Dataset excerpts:
════
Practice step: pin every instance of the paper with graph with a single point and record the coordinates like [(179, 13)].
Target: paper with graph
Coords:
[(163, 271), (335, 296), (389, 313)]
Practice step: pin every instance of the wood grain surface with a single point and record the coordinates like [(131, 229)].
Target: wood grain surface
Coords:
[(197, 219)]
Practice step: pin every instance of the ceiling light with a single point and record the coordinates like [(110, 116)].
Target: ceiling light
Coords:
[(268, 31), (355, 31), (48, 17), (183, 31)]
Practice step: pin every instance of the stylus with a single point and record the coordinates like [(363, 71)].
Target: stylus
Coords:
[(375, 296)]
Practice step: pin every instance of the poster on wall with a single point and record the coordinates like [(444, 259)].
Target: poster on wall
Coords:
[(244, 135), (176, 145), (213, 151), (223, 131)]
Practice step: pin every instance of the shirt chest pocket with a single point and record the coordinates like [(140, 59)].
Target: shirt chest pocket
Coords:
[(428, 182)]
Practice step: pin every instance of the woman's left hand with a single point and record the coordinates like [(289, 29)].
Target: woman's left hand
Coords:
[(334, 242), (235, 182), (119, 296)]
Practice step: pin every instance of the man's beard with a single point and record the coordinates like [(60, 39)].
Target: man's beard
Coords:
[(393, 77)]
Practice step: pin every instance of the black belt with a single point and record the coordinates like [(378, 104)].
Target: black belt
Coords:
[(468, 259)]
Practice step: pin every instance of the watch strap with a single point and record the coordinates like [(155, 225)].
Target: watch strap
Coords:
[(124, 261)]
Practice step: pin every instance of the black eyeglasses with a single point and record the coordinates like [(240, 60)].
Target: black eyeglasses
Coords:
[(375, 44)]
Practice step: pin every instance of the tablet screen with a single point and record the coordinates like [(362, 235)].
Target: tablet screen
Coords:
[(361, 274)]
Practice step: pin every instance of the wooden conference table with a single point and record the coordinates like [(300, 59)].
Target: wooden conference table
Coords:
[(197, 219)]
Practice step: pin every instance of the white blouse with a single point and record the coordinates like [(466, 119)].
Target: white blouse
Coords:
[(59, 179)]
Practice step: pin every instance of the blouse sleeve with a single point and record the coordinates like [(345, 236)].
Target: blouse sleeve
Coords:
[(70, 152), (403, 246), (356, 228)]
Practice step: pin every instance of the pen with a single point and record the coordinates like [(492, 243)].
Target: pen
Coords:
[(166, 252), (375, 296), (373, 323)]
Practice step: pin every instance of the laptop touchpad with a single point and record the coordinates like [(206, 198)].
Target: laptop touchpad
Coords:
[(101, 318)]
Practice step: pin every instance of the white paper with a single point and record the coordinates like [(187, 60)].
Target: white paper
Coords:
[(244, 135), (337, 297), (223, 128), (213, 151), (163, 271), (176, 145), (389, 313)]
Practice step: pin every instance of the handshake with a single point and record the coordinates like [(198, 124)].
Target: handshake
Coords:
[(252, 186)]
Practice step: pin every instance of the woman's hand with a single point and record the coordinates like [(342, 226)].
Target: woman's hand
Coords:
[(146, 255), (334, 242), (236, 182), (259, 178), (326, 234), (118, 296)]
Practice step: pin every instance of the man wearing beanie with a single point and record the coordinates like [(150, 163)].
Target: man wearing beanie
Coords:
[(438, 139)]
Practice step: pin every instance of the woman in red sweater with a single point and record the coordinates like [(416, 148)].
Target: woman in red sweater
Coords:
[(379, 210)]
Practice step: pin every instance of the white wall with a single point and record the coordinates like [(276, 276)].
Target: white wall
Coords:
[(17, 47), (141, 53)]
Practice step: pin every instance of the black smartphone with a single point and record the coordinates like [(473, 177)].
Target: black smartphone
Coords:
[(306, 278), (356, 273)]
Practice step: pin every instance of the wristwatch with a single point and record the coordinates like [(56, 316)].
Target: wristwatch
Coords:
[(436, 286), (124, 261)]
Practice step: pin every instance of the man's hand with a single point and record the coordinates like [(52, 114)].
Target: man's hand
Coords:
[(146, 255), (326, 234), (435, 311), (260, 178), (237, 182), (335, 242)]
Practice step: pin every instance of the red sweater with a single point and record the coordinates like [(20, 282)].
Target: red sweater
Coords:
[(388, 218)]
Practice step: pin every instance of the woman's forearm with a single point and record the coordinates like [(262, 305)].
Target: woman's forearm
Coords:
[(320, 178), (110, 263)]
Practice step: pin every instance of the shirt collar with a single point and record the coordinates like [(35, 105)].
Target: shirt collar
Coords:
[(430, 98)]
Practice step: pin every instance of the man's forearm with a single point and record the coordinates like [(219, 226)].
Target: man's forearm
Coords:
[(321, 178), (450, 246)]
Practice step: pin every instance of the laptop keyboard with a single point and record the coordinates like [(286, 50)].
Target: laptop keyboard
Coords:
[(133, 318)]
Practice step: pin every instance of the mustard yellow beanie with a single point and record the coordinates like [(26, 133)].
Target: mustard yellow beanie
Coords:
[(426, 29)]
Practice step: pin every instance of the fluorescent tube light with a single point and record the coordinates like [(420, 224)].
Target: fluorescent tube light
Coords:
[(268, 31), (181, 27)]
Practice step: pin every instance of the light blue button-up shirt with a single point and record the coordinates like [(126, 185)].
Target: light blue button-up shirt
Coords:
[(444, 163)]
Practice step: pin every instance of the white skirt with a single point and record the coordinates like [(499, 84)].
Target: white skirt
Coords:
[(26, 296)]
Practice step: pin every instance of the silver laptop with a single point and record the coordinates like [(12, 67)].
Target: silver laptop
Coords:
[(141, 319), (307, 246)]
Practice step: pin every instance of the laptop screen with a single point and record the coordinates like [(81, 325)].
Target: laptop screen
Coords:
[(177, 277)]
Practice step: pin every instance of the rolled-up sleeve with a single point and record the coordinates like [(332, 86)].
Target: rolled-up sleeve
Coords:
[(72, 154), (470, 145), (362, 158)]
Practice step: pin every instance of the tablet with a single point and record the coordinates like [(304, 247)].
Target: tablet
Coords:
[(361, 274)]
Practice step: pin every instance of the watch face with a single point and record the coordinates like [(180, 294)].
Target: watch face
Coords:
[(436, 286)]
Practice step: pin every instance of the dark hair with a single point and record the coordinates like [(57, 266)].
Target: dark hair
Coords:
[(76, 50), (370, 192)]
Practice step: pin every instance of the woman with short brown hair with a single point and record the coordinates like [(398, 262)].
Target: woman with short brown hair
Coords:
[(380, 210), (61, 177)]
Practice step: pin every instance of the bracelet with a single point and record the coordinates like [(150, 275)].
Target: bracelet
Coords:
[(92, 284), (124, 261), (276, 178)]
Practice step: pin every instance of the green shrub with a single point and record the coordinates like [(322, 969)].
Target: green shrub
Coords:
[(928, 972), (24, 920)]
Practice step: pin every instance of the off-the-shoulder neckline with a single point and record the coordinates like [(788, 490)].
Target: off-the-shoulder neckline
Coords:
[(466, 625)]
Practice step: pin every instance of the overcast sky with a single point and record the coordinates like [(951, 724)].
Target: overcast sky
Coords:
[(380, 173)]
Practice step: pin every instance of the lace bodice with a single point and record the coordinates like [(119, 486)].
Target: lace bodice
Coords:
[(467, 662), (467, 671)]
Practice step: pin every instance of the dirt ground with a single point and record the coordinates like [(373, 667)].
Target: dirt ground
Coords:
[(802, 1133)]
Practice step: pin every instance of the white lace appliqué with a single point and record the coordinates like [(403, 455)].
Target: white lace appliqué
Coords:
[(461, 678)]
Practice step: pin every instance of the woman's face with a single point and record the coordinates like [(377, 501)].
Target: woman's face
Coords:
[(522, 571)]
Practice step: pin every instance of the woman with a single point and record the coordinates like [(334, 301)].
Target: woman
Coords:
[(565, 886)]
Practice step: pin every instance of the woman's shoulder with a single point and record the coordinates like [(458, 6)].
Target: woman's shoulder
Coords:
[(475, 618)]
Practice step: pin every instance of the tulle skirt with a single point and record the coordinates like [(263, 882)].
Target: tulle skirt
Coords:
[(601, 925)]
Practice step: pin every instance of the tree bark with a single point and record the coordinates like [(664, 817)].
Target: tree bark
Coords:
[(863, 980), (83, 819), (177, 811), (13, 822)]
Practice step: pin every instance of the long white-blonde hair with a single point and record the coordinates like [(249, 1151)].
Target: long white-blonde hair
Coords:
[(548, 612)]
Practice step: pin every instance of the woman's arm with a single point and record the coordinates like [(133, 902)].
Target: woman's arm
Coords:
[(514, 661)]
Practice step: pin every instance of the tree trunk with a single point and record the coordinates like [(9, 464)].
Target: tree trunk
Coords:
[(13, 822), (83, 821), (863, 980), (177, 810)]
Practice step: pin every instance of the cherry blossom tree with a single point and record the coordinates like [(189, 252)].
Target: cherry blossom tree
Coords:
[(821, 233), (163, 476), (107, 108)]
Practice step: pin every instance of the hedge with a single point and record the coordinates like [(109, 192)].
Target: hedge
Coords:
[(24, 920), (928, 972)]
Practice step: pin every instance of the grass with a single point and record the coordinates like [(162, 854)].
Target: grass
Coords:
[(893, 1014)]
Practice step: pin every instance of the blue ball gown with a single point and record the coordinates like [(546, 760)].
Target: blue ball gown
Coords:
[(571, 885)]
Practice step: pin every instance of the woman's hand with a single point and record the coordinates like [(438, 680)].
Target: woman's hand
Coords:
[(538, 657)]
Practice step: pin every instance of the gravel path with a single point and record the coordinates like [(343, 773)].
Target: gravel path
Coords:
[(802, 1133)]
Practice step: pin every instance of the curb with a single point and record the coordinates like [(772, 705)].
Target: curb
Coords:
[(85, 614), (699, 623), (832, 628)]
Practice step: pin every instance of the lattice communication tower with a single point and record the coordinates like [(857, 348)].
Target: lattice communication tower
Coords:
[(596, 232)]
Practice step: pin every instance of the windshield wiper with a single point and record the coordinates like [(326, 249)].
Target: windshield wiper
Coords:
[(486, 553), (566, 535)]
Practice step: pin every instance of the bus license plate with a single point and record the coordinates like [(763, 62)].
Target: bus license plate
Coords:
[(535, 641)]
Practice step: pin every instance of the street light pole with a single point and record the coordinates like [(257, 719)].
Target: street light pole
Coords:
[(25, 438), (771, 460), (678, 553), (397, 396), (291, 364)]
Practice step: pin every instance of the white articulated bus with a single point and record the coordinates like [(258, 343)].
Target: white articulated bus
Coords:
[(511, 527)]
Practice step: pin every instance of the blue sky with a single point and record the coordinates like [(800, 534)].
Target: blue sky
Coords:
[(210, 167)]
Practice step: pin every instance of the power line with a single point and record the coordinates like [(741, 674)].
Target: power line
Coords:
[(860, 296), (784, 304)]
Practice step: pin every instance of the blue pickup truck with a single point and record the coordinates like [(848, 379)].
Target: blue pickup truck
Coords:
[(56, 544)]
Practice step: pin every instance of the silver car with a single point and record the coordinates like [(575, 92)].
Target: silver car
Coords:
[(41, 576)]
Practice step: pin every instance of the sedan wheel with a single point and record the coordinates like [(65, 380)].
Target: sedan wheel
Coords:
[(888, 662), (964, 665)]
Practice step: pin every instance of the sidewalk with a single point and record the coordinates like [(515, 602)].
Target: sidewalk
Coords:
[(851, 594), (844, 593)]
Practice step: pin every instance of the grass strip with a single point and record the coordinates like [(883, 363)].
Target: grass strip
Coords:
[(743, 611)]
════
Problem to work on:
When copying the data above, please keep exactly the lines from its first line through the line with "Target: black belt", both ends included, and drop the rest.

Result of this exercise:
Practice step: pin every instance of the paper with graph with a single point and record the coordinates like [(179, 13)].
Target: paper with graph
Coords:
[(163, 271), (335, 296), (389, 313)]
Practice step: pin every instance of the wood grain surface with a single point and record the coordinates like [(131, 229)].
Target: wood grain surface
Coords:
[(197, 219)]
Practice step: pin every instance of the ceiling light with a single point and record the coordinates like [(110, 116)].
Target: ceiling light
Coords:
[(268, 31), (355, 31), (48, 17), (183, 31)]
Practice step: pin every instance of the stylus with a single point and record the coordinates like [(363, 71)].
Target: stylus
Coords:
[(375, 296)]
Practice step: pin every instance of the poster on wall with a single point and record the coordinates like [(444, 259)].
Target: poster on wall
Coords:
[(244, 135), (176, 145), (213, 151), (223, 131)]
Practice step: pin every instance of the shirt chest pocket with a single point and record the coordinates like [(140, 59)].
Target: shirt chest pocket
Coords:
[(428, 182)]
Practice step: pin every instance of the woman's left hand with a single point and record the coordinates like [(289, 29)].
Target: woman's left hand
Coords:
[(334, 242), (235, 182), (119, 296)]
Practice step: pin every instance of the man's beard with a single point and record the coordinates like [(60, 39)].
Target: man's beard
Coords:
[(393, 77)]
Practice step: pin every instance of the black belt with a single point and record the coordinates like [(378, 104)].
Target: black belt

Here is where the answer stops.